### ASSIGNMENT
Among the lines below, take the one holding "Target: blue and white striped shirt", the one holding "wall, writing one line per instance.", and all lines between them. Set them down exactly.

·····

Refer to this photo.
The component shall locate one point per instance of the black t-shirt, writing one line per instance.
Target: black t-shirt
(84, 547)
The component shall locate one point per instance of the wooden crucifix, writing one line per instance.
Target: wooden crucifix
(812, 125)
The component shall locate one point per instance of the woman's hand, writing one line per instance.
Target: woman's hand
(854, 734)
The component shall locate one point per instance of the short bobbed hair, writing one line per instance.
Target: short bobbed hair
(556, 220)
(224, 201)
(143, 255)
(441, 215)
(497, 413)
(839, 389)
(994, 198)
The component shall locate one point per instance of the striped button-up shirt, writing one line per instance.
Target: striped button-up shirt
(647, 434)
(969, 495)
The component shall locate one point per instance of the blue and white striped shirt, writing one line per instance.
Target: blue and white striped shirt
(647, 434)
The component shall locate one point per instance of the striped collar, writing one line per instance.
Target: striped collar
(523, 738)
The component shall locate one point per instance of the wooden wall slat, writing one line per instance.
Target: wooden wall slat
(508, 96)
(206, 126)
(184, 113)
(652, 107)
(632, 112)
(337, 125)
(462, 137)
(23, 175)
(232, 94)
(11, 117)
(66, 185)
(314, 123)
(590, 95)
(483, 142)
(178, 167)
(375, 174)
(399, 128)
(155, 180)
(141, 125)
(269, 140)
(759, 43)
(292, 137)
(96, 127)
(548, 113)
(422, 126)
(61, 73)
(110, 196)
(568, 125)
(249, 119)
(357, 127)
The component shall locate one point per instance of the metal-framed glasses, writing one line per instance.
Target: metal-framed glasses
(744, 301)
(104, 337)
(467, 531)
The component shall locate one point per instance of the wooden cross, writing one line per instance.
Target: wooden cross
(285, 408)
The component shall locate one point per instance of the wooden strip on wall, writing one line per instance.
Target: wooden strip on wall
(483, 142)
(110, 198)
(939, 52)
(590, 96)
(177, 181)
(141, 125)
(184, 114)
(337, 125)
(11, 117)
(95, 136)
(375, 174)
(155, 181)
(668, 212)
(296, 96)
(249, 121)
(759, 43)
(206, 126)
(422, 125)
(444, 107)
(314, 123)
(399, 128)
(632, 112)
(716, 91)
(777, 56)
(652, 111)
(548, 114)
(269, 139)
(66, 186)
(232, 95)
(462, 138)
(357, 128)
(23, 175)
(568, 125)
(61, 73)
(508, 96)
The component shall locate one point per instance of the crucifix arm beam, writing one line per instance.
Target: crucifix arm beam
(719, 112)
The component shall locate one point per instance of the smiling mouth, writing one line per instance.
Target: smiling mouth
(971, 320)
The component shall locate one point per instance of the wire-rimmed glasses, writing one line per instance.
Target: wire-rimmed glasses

·····

### SOLUTION TO THE EXERCISE
Target: blue and white striped shirt
(647, 434)
The component shall locate one point per instance of the striped collar, writing one line per instance.
Target: striped collar
(523, 738)
The component shall locate one point per instance of the wooden wall slat, writing one line per instance.
Target: wooden wall slat
(508, 96)
(206, 126)
(184, 113)
(652, 107)
(632, 112)
(337, 125)
(462, 137)
(23, 175)
(232, 94)
(11, 117)
(66, 185)
(314, 123)
(590, 95)
(483, 142)
(178, 167)
(375, 174)
(399, 128)
(155, 180)
(141, 125)
(269, 140)
(759, 43)
(292, 137)
(96, 127)
(548, 113)
(422, 126)
(61, 73)
(110, 196)
(568, 125)
(249, 119)
(357, 127)
The component shall locate one point per instance of the metal-framed glasses, writing one line per instance.
Target: metal-framed glasses
(744, 301)
(104, 337)
(467, 531)
The component shall locate one point per instance of the wooden cross, writing one line per instance.
Target: wooden cross
(285, 408)
The component shall locate one point per instance of the wooden strip on wall, writing one line per instance.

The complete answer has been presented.